[BEGIN]
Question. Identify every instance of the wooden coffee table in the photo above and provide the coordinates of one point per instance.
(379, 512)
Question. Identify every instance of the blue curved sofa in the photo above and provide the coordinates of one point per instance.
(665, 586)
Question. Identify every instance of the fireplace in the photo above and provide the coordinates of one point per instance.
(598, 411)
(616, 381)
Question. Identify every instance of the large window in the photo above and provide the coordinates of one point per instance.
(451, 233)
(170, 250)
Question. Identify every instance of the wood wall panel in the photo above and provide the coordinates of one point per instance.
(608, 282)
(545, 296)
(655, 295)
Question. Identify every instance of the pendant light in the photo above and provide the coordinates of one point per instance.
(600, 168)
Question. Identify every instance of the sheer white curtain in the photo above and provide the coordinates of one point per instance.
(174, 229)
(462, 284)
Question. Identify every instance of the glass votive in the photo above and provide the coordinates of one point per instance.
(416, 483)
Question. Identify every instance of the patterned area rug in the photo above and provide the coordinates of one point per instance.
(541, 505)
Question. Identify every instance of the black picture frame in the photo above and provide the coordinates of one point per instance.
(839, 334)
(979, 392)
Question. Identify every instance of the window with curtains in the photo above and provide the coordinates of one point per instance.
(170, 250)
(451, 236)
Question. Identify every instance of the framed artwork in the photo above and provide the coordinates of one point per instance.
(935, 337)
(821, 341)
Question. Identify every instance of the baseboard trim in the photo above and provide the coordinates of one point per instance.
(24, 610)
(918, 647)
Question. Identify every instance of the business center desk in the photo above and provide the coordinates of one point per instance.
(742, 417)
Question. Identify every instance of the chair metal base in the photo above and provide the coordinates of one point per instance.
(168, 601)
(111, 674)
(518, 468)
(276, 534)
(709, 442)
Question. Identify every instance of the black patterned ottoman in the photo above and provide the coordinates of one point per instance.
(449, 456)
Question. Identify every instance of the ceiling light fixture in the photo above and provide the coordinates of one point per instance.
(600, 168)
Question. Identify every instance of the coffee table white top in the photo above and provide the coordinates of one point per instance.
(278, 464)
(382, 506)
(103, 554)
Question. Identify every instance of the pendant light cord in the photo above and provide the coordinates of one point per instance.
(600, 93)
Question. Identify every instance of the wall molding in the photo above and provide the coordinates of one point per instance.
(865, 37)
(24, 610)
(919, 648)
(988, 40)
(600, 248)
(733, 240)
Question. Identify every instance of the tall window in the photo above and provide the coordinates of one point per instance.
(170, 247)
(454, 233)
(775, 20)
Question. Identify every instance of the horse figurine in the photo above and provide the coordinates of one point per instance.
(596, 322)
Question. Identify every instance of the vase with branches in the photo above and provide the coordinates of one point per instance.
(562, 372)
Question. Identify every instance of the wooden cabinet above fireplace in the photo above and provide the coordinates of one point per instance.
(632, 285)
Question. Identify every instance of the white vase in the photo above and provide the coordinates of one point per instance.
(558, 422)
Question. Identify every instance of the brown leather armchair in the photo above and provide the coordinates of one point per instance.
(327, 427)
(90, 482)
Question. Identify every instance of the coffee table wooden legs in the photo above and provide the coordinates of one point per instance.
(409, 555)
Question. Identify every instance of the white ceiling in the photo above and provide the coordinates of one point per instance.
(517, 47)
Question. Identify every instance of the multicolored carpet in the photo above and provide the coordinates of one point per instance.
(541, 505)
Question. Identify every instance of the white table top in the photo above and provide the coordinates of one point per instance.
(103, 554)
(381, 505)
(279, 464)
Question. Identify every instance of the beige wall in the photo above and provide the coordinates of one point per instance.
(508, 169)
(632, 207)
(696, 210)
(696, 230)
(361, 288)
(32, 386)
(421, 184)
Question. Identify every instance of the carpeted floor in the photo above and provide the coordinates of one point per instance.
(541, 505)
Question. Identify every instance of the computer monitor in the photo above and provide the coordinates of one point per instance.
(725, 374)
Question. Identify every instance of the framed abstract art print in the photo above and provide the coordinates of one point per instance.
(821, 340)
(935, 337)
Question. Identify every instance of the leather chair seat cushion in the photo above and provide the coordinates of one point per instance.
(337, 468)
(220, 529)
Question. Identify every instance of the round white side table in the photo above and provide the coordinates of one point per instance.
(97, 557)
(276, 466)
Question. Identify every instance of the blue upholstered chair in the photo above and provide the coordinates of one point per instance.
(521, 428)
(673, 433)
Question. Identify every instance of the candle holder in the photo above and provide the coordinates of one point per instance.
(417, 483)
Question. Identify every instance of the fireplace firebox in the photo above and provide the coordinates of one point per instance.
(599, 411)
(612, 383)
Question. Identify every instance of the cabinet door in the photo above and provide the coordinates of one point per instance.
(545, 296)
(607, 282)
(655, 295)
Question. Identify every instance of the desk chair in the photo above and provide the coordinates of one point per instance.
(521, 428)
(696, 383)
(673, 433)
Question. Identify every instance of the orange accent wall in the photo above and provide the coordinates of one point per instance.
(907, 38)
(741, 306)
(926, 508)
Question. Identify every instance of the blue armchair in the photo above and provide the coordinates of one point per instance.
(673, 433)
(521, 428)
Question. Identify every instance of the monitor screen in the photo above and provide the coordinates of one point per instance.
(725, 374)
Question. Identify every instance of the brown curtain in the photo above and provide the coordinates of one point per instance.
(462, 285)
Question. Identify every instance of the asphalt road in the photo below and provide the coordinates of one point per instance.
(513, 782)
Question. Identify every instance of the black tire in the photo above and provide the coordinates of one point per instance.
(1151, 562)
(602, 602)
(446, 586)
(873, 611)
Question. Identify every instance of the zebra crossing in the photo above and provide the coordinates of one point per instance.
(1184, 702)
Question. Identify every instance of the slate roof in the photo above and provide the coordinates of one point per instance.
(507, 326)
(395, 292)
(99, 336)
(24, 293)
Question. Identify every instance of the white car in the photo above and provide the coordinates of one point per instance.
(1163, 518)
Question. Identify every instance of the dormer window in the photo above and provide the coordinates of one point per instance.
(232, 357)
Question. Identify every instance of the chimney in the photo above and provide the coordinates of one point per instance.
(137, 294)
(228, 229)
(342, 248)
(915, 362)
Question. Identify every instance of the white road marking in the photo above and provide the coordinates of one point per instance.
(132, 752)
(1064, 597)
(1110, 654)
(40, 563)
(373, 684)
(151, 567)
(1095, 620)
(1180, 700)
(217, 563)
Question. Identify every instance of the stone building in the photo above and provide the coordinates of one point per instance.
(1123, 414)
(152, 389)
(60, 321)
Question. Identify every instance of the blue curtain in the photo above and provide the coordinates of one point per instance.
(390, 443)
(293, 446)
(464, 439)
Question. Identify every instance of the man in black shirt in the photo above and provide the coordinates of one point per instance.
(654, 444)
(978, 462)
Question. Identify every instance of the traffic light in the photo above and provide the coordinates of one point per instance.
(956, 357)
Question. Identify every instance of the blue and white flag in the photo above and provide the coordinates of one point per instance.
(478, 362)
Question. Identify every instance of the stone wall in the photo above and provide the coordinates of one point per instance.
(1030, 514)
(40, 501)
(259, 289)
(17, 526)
[END]
[BEGIN]
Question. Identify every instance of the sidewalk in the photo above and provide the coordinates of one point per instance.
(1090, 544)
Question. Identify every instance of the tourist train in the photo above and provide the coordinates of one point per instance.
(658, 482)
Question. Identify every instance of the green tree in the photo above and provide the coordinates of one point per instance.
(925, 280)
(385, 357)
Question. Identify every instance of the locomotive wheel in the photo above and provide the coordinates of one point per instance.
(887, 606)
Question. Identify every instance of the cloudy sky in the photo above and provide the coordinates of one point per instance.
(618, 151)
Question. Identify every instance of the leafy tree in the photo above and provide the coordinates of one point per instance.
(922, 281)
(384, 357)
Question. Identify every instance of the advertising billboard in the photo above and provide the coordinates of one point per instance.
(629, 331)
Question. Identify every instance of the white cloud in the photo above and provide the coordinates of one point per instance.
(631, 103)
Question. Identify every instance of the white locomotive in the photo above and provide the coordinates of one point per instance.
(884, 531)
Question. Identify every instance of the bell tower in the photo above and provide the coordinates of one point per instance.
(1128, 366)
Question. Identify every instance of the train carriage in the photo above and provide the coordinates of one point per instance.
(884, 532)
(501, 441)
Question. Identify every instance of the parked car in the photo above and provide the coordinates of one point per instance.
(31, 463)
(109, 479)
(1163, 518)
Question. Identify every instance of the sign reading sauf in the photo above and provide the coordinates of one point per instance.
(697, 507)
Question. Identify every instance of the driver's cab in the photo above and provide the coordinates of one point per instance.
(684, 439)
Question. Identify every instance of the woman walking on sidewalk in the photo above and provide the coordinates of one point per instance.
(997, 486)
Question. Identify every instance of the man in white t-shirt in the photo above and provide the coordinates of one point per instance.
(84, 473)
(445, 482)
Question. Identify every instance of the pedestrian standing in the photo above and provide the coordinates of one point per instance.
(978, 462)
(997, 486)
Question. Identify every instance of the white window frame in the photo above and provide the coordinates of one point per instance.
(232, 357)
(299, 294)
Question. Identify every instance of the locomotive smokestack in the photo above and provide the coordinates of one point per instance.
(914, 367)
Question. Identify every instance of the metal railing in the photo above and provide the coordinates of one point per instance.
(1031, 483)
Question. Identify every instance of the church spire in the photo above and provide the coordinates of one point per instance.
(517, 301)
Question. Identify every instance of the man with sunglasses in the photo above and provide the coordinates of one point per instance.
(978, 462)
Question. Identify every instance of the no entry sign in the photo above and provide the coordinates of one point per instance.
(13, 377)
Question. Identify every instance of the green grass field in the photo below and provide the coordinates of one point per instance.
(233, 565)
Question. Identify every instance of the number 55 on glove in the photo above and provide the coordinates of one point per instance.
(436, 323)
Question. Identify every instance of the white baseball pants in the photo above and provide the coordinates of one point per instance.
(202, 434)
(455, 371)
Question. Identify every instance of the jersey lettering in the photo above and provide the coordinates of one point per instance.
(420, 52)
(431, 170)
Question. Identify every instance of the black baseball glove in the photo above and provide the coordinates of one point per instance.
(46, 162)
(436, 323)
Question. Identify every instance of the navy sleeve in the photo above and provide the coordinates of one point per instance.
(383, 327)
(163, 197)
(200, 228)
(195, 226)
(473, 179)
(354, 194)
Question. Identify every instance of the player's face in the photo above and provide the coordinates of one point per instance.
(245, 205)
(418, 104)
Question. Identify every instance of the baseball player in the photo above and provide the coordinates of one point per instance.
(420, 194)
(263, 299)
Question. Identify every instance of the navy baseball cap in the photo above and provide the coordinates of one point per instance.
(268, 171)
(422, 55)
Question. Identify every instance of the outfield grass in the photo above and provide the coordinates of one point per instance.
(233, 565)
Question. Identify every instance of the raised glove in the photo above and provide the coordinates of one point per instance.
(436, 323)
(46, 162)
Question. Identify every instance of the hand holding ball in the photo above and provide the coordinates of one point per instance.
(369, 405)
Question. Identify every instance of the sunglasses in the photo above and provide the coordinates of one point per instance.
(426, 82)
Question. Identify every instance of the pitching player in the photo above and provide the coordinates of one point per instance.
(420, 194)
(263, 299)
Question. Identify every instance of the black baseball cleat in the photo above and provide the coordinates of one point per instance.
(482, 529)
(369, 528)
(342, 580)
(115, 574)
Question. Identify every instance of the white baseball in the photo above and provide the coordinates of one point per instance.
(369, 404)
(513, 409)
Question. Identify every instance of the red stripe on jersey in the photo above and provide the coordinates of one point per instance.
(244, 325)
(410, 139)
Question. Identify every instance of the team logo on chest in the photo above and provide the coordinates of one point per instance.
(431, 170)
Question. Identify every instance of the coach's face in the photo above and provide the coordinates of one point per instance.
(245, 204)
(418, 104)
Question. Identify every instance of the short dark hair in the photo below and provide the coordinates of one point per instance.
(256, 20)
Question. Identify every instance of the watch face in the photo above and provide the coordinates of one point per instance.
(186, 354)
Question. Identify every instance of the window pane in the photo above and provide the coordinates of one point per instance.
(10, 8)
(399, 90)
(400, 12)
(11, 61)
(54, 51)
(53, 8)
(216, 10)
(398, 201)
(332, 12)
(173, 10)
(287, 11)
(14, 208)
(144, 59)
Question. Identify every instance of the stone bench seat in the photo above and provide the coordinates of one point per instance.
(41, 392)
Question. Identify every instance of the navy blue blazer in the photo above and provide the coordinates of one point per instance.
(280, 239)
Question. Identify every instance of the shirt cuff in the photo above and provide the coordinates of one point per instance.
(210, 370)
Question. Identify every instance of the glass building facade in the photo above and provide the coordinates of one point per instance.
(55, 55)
[END]
_YOUR INSTRUCTIONS_
Locate each line in the items above that contains the word "patterned" and copy those lines.

_FINAL RESULT_
Question. Identify every instance of the patterned area rug in the photo above and provide the coordinates of one point per instance.
Question. Identify every instance of the black patterned ottoman in the photo above and provide the coordinates of one point per instance.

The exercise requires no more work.